_TASK STATEMENT_
Output each line of the material exactly as it stands.

_MATERIAL FOR THIS TASK_
+ + +

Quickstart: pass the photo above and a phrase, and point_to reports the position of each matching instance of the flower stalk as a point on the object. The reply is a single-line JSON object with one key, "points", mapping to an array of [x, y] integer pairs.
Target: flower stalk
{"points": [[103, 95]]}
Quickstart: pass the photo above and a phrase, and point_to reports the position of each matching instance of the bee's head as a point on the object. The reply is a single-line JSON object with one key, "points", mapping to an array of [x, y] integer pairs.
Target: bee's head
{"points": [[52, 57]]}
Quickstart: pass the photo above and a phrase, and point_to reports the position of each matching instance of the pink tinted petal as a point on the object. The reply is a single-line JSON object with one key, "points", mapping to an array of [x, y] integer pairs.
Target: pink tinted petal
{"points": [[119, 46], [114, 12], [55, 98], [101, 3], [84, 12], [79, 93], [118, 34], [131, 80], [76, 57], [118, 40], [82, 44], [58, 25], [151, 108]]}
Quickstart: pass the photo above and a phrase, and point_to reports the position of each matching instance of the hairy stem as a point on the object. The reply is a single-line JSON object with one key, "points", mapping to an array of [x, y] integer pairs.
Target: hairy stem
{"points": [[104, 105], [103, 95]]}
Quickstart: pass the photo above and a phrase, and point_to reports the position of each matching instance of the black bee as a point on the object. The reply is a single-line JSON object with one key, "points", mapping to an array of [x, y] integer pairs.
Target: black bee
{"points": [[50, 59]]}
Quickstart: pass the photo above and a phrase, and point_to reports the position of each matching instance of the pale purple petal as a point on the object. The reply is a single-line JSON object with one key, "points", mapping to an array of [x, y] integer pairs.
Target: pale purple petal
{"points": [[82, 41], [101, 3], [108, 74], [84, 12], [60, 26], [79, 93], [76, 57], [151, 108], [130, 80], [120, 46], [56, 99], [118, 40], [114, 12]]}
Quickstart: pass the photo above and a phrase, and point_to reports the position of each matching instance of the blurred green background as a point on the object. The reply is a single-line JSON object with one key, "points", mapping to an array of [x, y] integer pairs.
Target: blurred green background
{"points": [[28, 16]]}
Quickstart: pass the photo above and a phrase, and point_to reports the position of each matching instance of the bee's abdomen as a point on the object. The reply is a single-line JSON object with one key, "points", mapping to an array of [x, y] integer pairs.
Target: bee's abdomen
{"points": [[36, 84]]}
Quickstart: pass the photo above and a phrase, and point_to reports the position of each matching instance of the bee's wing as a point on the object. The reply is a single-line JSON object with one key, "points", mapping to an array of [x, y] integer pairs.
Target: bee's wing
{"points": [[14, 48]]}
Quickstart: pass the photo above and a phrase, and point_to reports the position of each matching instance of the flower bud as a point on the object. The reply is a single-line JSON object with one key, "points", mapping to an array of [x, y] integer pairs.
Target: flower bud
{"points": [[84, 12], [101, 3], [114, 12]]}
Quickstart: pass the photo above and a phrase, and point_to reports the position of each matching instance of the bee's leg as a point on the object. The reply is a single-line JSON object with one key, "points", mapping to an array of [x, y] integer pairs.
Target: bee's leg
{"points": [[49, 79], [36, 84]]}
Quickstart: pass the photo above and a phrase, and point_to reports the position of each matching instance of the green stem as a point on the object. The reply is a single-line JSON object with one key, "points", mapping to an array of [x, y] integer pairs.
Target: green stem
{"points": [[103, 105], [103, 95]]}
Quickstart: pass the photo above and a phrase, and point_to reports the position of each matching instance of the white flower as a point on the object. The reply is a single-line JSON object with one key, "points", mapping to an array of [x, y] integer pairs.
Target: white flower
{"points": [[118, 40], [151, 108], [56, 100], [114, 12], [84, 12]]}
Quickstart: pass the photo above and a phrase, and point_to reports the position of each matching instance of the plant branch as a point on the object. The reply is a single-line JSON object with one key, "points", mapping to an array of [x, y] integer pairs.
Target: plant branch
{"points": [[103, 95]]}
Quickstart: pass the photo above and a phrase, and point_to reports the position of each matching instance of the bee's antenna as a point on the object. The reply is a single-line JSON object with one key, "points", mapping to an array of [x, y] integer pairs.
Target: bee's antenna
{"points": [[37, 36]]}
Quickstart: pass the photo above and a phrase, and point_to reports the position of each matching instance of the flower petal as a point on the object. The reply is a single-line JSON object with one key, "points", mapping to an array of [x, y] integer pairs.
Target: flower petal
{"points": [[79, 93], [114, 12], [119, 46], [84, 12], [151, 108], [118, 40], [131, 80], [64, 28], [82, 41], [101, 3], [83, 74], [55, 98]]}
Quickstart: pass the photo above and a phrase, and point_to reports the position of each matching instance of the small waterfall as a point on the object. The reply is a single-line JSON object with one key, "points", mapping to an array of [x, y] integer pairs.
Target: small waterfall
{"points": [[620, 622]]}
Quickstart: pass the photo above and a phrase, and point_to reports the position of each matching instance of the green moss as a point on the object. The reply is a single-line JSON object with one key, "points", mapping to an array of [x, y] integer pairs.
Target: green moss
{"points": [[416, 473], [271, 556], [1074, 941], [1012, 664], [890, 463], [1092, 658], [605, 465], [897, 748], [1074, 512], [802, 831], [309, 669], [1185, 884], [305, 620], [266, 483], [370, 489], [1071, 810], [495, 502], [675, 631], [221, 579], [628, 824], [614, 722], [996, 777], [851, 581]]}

+ + +

_RESPONSE FOR THIS EXERCISE_
Quickstart: pass the photo above and a phrase, and point_to reports the position of each matching instance of the flower stalk as a point on the object. The reply is a single-line JSON object with one key, "points", mapping to an array of [x, y] integer pairs.
Target: flower stalk
{"points": [[103, 95]]}
Quickstart: pass the photo above and a phrase, and point_to reports the position of each matching instance of the bee's head as a point on the object. The reply is a single-line JSON object with one key, "points", mapping to an array of [x, y] integer pairs.
Target: bee's head
{"points": [[52, 57]]}
Quickstart: pass the photo above and a phrase, and point_to reports the position of each matching instance of the pink tinted petal as a point on the object. The reply is a single-line JSON object with one key, "points", mapping to an array of [x, y] integer pairs.
Target: pink tinted petal
{"points": [[119, 46], [114, 12], [55, 98], [101, 3], [84, 12], [79, 93], [118, 34], [131, 80], [76, 57], [118, 40], [82, 44], [58, 25], [151, 108]]}
Quickstart: pass the photo above and a phrase, and point_to reports the position of each matching instance of the hairy stem as a point on the object. The reply is a single-line JSON object with one key, "points", mapping to an array of [x, y] integer pairs.
Target: hairy stem
{"points": [[104, 105], [103, 95]]}
Quickstart: pass the photo above and a phrase, and point_to reports the position of each matching instance of the black bee as a point on the object. The reply is a single-line JSON object with one key, "points", mapping to an array of [x, y] integer pairs.
Target: black bee
{"points": [[50, 59]]}
Quickstart: pass the photo above and a phrase, and point_to reports the position of each matching instance of the pale purple petal as a point on the object. The reply is a single-line JSON object with one key, "points", mapping to an array of [x, y] integer pairs.
Target: pale purple petal
{"points": [[82, 41], [101, 3], [108, 74], [84, 12], [60, 26], [79, 93], [76, 57], [151, 108], [130, 80], [120, 46], [56, 99], [118, 40], [114, 12]]}
Quickstart: pass the photo above and a phrase, and point_to reports the position of each matching instance of the blurred green background as a point on the object. The reply is a single-line JSON object with one key, "points", mapping to an array of [x, y] integer pairs.
Target: blurred green background
{"points": [[28, 16]]}
Quickstart: pass the photo above and a phrase, and point_to reports the position of each matching instance of the bee's abdomen as a point on the object. The reply is a single-line JSON object with one key, "points", mapping to an array of [x, y] integer pairs.
Target: bee's abdomen
{"points": [[36, 84]]}
Quickstart: pass the photo above and a phrase, and point_to reports the position of each matching instance of the bee's wing as a point on the object. The reply is a single-line JSON object with one key, "points", mapping to an array of [x, y] integer pairs.
Target: bee's wing
{"points": [[14, 48]]}
Quickstart: pass the photo above and a phrase, and point_to reports the position of each matching instance of the flower bud as a point on the object. The reply is a single-line JSON object with one key, "points", mapping to an array of [x, y] integer pairs.
Target: flower bud
{"points": [[84, 12], [101, 3], [114, 12]]}
Quickstart: pass the photo above and a phrase, and point_to reports the position of each matching instance of the bee's leg as a point on the object. The reply is a single-line JSON object with one key, "points", mapping to an array of [x, y] integer pairs.
Target: bee's leg
{"points": [[49, 79], [36, 84]]}
Quickstart: pass the photo above and a phrase, and point_to reports the position of each matching instance of the green stem as a point on the object. The reply is a single-line JSON object with one key, "points", mapping to an array of [x, y] integer pairs.
Target: green stem
{"points": [[103, 105], [103, 95]]}
Quickstart: pass the photo above and a phrase, and point_to reports the position of each matching instance of the white flower as a point on the object. The reply is a single-line JSON object with one key, "points", mapping to an array of [x, y] integer pairs.
Target: white flower
{"points": [[118, 40], [151, 108], [56, 100], [114, 12], [84, 12]]}
Quickstart: pass the photo above and a phrase, and point_to reports the position of each matching instance of the plant branch as a point on the object. The reply is a single-line JSON object with one key, "points", mapping to an array of [x, y] integer pairs.
Target: plant branch
{"points": [[103, 95]]}
Quickstart: pass the photo above and a phrase, and point_to reports the position of each matching instance of the bee's antenna as a point on the object. The reply is a single-line JSON object with one key, "points", mapping to an array of [x, y] integer pairs.
Target: bee's antenna
{"points": [[37, 36]]}
Quickstart: pass the photo above and a phrase, and point_to reports the position of each matching instance of the flower petal as a point on the object. The reply is a single-line JSON object with one key, "points", mapping to an array of [x, y] integer pairs.
Target: flower petal
{"points": [[79, 93], [114, 12], [119, 46], [84, 12], [151, 108], [118, 40], [131, 80], [64, 28], [82, 41], [101, 3], [83, 74], [55, 98]]}
Quickstart: pass the photo above and a phrase, and point_to reports the position of each matching instance of the small waterfall as a point on the object. The reply is a single-line JSON object with one key, "points", mapping to an array of [x, y] integer pairs.
Target: small waterfall
{"points": [[620, 622]]}
Quickstart: pass the photo above and a phrase, and point_to reports the position of each matching instance of the green moss as a point on the object. The reply is a single-line JSON object with one key, "points", mapping to an array of [x, y] integer pairs.
Target: green moss
{"points": [[416, 473], [271, 556], [1074, 941], [1012, 664], [890, 463], [1092, 658], [605, 465], [897, 748], [1074, 512], [802, 831], [309, 669], [1185, 884], [305, 620], [266, 483], [370, 489], [1071, 810], [495, 502], [675, 631], [221, 579], [628, 824], [614, 722], [996, 777], [851, 581]]}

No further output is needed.